WORK ITEM |
Lines with the word "boom" in them are the ones to copy from the records.

*** Opening INPUT RECORDS ***

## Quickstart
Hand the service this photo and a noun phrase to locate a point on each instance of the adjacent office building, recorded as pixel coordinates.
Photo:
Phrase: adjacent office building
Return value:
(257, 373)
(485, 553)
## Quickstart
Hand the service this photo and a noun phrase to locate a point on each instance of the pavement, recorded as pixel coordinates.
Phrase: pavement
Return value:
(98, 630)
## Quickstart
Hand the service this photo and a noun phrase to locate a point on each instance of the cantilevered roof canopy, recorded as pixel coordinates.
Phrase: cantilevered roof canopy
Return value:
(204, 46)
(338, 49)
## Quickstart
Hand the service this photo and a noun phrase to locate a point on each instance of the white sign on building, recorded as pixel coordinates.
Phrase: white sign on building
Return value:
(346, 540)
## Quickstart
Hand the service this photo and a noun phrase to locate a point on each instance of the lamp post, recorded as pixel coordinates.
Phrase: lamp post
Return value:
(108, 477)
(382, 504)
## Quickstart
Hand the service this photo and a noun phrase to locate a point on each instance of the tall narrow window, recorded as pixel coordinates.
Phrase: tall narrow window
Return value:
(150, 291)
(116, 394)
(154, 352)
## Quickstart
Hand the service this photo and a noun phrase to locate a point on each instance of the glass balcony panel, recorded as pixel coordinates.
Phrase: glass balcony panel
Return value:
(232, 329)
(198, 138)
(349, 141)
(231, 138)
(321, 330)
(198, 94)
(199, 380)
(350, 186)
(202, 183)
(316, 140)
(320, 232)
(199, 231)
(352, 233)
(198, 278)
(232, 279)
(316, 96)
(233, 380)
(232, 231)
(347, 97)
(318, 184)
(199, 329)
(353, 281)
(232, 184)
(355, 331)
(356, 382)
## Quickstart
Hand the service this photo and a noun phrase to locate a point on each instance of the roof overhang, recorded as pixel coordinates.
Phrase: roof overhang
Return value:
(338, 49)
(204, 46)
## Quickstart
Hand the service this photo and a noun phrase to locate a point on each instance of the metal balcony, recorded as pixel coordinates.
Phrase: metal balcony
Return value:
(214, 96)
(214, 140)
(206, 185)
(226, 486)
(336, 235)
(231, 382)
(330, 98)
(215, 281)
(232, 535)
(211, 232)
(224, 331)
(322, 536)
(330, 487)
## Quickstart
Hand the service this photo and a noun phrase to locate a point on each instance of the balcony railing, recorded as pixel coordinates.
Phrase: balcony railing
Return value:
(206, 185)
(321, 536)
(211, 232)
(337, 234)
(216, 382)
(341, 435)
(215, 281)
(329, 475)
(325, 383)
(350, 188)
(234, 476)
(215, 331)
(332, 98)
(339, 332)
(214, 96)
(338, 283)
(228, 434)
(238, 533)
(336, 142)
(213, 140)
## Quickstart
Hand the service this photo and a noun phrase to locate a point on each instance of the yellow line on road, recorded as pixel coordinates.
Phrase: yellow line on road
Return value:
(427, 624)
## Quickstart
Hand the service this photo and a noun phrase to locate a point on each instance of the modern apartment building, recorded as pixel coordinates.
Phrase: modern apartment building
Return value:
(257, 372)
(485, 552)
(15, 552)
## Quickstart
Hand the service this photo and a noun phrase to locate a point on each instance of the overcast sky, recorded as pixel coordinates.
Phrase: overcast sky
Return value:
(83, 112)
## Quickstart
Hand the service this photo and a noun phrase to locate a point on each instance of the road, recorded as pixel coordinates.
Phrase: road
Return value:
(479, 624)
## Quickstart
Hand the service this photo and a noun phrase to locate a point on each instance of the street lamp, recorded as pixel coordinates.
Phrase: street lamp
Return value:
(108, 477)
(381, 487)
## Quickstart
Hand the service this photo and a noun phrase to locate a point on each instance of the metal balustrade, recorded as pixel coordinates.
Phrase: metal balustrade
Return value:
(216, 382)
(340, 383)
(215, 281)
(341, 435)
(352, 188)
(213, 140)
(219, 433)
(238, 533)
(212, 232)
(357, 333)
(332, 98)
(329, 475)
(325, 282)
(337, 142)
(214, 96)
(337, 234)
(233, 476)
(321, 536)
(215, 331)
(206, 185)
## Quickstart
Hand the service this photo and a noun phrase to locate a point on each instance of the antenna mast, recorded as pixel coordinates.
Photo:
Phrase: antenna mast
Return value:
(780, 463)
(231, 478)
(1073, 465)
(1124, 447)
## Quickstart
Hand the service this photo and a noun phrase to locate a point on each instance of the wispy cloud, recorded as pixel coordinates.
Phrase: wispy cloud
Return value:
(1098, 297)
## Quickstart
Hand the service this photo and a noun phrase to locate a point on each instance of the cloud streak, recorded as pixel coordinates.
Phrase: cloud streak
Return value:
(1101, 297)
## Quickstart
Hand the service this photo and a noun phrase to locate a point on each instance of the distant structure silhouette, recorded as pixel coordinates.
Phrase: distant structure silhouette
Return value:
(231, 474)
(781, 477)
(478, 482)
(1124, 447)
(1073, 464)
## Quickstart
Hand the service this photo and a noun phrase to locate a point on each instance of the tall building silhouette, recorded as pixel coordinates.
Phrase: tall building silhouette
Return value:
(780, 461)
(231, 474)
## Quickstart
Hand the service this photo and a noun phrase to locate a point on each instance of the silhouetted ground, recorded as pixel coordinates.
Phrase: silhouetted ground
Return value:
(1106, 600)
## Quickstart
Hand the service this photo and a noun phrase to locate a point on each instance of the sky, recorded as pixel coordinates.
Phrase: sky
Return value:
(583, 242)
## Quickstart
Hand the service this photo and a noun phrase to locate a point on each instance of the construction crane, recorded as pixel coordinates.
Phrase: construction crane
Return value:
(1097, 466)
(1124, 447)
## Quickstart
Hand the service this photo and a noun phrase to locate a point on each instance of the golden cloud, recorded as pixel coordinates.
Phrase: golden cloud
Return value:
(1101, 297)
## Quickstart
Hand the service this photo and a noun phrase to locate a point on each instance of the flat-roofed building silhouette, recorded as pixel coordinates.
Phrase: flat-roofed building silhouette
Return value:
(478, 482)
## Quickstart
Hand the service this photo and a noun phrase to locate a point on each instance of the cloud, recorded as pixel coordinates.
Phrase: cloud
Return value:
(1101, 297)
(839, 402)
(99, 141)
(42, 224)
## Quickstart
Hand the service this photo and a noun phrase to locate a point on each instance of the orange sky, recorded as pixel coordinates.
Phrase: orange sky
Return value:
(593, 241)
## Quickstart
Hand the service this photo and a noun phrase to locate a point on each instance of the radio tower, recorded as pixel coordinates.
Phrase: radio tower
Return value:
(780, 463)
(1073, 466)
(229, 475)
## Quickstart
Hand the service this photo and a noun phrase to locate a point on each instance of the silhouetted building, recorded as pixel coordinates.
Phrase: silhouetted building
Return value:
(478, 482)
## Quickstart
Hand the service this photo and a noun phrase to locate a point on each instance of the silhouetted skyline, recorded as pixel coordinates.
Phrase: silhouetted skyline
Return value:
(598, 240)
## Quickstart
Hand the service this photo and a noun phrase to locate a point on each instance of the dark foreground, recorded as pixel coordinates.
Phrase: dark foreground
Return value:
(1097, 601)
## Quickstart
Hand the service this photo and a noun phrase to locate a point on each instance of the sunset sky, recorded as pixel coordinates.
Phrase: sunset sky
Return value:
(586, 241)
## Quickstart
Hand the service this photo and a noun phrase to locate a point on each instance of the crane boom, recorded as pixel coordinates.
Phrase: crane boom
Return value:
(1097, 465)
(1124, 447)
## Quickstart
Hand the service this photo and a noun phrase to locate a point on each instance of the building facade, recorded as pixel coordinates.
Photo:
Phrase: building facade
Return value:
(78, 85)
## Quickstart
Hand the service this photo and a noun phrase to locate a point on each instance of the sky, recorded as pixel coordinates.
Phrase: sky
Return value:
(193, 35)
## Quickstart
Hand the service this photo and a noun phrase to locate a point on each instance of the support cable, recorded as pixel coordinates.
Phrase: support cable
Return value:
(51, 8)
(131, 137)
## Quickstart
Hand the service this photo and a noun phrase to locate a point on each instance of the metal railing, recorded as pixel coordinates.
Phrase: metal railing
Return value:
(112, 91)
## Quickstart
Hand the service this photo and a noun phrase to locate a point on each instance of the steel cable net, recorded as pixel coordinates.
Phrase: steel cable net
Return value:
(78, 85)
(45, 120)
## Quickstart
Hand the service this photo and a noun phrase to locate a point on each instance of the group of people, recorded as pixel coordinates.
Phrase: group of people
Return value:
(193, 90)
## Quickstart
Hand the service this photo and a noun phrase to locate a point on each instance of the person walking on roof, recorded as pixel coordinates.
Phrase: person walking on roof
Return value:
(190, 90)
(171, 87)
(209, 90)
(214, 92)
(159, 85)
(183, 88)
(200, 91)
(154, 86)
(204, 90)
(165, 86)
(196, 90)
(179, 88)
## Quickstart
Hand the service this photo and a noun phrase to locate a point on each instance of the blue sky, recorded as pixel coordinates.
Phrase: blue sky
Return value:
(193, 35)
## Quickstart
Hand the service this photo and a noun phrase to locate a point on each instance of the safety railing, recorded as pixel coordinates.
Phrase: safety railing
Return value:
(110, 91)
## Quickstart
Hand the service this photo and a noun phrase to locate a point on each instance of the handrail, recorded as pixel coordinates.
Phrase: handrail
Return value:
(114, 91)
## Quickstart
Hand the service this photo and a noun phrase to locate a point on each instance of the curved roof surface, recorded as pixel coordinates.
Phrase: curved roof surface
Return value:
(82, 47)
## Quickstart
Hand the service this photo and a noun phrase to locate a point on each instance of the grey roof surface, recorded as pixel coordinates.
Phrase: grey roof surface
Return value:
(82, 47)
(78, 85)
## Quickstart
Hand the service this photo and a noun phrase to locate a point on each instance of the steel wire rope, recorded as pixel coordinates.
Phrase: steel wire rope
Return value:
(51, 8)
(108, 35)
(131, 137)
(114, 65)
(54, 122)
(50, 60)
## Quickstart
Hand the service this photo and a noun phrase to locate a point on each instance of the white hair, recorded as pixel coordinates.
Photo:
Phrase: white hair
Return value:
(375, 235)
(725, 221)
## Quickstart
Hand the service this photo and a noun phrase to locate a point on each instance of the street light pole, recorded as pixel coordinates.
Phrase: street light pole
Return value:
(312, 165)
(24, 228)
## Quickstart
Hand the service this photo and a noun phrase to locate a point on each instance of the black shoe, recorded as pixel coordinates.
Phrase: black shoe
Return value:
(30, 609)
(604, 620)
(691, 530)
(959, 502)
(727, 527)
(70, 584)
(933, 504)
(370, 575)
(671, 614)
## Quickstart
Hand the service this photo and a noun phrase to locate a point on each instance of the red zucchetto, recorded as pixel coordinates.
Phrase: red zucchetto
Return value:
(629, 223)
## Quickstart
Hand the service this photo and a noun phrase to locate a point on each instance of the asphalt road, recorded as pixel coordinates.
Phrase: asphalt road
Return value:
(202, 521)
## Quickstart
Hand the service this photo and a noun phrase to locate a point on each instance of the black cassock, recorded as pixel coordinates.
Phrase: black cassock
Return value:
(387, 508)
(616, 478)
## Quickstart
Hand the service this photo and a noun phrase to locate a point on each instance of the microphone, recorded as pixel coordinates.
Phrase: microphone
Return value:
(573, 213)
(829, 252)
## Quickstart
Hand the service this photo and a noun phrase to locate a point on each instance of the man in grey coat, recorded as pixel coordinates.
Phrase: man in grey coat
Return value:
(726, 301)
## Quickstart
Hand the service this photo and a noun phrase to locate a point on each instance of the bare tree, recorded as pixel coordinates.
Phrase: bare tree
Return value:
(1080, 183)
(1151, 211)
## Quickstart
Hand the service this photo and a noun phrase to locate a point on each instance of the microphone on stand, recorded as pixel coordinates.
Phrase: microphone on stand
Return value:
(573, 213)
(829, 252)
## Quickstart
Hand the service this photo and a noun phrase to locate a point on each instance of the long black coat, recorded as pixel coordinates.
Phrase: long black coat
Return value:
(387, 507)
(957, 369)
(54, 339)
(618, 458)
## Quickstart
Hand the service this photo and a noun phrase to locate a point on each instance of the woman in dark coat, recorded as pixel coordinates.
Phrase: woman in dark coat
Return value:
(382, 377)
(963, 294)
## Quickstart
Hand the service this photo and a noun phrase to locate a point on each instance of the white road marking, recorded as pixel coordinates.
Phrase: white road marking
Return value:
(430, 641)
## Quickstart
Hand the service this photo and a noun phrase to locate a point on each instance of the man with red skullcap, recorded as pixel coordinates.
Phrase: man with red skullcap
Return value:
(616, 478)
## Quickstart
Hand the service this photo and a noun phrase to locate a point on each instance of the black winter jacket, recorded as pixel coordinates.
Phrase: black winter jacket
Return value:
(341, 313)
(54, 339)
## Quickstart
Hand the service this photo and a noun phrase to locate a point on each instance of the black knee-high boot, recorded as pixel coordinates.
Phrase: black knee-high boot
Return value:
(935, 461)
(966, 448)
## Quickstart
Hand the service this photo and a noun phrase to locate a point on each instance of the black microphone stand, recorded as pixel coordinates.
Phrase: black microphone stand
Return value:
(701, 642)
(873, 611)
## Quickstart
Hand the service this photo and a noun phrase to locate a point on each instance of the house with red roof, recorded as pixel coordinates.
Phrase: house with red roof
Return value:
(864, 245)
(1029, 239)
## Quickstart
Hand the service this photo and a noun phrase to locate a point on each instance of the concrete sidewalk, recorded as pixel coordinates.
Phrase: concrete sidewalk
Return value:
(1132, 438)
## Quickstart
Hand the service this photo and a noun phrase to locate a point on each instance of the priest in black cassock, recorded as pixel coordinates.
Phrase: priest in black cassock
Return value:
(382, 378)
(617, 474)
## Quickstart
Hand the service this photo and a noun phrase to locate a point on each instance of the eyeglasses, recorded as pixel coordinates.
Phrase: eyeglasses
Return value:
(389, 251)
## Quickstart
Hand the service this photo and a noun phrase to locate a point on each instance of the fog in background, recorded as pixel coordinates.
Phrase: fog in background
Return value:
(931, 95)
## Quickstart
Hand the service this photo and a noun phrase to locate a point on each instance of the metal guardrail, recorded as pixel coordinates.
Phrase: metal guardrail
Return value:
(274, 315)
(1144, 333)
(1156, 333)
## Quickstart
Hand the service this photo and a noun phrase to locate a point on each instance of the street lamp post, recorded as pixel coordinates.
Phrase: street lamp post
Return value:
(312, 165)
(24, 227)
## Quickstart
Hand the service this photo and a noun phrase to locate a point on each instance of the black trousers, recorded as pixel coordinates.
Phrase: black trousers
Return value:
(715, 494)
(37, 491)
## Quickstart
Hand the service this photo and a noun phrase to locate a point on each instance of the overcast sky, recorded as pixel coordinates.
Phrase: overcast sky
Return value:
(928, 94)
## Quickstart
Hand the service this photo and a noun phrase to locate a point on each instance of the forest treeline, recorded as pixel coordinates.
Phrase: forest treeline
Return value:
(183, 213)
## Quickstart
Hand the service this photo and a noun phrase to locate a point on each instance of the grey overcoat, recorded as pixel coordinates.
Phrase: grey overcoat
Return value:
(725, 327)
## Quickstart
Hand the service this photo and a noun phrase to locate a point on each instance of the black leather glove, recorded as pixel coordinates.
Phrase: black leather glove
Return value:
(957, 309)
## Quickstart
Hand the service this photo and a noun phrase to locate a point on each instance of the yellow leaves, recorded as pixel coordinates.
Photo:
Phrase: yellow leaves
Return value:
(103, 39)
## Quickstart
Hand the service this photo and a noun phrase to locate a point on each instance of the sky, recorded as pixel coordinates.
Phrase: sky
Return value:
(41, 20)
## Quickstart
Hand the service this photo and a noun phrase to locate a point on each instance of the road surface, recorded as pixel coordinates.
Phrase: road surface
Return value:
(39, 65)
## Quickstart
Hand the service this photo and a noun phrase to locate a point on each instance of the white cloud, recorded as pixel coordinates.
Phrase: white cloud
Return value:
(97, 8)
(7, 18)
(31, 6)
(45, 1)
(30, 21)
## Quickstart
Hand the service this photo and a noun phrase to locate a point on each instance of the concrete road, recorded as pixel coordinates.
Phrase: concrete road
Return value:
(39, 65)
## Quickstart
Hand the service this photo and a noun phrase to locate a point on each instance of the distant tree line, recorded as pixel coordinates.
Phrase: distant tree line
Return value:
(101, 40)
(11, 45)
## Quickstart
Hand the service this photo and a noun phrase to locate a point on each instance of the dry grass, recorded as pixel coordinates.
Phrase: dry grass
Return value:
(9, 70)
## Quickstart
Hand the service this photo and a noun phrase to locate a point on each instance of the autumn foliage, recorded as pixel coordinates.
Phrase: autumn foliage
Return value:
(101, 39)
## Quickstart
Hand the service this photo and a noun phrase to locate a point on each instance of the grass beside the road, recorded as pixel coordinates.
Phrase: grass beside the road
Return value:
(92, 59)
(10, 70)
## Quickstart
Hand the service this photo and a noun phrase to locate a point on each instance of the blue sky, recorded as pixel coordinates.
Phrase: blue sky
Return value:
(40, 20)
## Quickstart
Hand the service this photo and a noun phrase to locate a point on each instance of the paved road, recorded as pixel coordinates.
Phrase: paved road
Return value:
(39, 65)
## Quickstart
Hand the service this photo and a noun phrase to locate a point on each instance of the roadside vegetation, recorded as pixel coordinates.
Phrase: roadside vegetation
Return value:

*** Closing INPUT RECORDS ***

WRITTEN RESPONSE |
Hand the service this photo and a noun phrase to locate a point on each instance of the crane boom, recorded as pixel coordinates.
Phrase: crane boom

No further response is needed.